- [Text section]:
┏━━
ROOT Parallelisation, Performance and Programming Model Meeting
Present: Enric, Enrico, Guilherme, Xavi, Philippe, Brian, Danilo
Actions
Xavi: redo the plots with proper scaling
Guilherme: add spoecific compiler options to remove warnings. This in directory core/imt. We need to have a general solution for all externals.
Danilo: Get from Dan the workload that exhibited the CPU consuption and fix, if possible, the problerm.
Enric
- New TCsvDS merged to ROOT. Also with tutorials in Python and C++
- Now working on friend trees and friend chains. TTreeProcessorMT needs to be remanipulated. The problem is that when one has chain friends, the decomposition of chains in trees is not valid anymore.
Enrico
- Min and max changed in behaviour: we always returned doubles but we should actually return the right type.
- Detection of wrong filter/define function signature now sfinae friendly
- Received feature requests: 100 cuts and 100 histos to then compare the effect. Doing 100 filters consumes a lot of run time and memory. The jitting at O2 level of all the filters takes 8 minutes while a compiler manages to do that in seconds.
Guilherme
- The papers' authors have been informed. Drafts uploaded. Still time to integrate comments.
Philippe
- Issue with TBB headers: marked as system header to remove warnings.
- Guilherme will add spoecific compiler options to remove warnings. This in directory core/imt. We need to have a general solution for all externals.
┗━━
- [Tasks and exercises]:
1. Answer these questions about the ROOT meeting notes:
(a) What new data source was merged to ROOT, and in which two languages are its tutorials?
(b) How long does jitting all the filters at O2 level take?
(c) How were the TBB headers marked to get rid of warnings?
2. Pick up the ROOT meeting notes where they stop and keep writing them.

Source records
┏━━
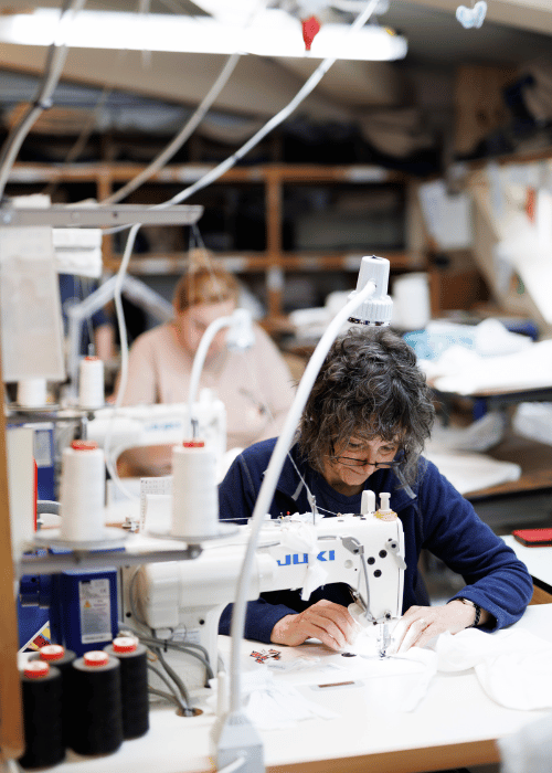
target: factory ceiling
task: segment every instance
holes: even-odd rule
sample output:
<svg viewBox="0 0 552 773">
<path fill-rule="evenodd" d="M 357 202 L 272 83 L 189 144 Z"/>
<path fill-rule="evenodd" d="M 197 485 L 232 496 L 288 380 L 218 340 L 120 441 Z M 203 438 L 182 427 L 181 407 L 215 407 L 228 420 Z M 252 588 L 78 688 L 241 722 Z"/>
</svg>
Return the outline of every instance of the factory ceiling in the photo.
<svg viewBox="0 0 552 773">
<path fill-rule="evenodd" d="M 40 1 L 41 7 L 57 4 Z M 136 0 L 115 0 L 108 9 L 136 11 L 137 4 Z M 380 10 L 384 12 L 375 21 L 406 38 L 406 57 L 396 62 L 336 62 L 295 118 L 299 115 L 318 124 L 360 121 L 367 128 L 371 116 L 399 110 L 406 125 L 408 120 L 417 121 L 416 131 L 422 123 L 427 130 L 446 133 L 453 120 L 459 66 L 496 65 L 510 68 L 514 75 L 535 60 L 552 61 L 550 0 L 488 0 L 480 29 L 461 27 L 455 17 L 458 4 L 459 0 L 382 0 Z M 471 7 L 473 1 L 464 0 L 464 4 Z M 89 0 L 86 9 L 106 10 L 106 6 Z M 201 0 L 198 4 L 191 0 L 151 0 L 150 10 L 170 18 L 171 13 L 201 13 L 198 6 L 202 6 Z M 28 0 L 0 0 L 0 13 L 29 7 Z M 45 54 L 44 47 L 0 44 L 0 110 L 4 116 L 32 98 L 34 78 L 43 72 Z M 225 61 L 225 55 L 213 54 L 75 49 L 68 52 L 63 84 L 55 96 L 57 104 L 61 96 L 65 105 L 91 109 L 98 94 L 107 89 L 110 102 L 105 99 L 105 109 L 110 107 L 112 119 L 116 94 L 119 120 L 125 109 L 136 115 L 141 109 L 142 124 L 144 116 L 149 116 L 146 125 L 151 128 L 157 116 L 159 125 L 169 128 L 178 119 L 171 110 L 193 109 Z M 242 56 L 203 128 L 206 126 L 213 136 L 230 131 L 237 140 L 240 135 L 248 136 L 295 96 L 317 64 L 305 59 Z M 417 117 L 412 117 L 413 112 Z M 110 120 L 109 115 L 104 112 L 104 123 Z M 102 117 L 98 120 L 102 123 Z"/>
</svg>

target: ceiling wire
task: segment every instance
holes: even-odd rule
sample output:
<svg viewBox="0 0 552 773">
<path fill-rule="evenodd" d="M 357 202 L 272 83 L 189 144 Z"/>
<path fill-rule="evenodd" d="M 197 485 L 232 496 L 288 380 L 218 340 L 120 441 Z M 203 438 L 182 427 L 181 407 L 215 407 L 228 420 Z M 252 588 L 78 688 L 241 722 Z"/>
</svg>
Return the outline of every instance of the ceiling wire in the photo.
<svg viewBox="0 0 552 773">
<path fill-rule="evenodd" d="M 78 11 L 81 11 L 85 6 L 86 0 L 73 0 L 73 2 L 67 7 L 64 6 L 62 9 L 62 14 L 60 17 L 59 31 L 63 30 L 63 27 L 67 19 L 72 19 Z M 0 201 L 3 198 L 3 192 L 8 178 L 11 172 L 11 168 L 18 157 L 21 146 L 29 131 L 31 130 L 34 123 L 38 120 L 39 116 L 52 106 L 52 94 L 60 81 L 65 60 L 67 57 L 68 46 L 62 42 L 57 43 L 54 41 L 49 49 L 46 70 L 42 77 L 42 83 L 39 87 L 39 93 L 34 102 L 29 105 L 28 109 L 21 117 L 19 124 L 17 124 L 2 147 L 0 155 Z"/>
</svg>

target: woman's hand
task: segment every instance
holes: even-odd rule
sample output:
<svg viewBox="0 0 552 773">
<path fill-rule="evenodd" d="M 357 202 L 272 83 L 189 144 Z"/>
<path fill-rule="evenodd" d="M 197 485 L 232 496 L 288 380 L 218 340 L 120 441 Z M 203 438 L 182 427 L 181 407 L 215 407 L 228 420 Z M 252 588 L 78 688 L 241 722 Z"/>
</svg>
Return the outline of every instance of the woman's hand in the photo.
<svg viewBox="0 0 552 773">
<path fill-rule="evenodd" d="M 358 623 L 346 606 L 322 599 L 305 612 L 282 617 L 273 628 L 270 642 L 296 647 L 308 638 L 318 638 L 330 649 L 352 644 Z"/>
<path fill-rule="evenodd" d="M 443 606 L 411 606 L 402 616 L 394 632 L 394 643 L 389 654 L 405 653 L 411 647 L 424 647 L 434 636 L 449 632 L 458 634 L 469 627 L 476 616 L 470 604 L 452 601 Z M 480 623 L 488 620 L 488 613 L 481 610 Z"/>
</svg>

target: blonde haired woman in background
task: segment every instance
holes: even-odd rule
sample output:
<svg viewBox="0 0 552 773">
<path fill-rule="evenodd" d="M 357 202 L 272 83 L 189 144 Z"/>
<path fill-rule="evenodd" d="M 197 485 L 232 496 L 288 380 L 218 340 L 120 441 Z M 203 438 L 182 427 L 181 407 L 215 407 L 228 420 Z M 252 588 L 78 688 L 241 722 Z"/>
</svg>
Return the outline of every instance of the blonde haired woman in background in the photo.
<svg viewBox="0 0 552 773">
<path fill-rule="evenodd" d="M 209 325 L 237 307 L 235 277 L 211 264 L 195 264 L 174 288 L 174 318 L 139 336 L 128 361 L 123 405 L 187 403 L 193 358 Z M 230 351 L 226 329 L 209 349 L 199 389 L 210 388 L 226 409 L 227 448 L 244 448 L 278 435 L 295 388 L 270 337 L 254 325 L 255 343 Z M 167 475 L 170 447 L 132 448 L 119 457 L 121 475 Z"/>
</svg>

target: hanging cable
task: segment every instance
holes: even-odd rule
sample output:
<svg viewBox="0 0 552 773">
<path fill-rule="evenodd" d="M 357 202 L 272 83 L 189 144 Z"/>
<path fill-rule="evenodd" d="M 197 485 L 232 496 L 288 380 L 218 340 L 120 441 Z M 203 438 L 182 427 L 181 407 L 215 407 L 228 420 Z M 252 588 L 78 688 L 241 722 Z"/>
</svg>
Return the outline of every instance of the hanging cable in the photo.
┗━━
- [Results of the exercise]:
1.
(a) TCsvDS, with tutorials in Python and C++.
(b) 8 minutes.
(c) As system headers.

2.
- Dan found the merging core still consuming 15% of a core.
Danilo
- The paper's authors have been informed. Drafts uploaded. Still time to integrate comments.
JIT Slowness
This program was taking 27 seconds to execute on a debug build (opt llvm)
int enrico() {
// build a TDF with 1 event and 1 column "x" that is always equal 42
TDataFrame dd(1);
auto d = dd.Define("x", []() { return 42; });
// book nHistos histograms
// all with the same cut and filled with the same variable in this simple example
std::vector<TDF::TResultProxy<TH1D>> histos;
const auto nHistos = 1000u;
histos.reserve(nHistos);
for (auto i = 0u; i < nHistos; ++i)
histos.emplace_back(d.Histo1D("x"));
// run event loop, print something to be sure everything is ok
std::cout << histos.front()->GetMean() << std::endl;
return 0;
}
After reverting (by hand) https://github.com/root-project/root/commit/548eca7 , the same takes 4 seconds.
Long Running tests
Optimised.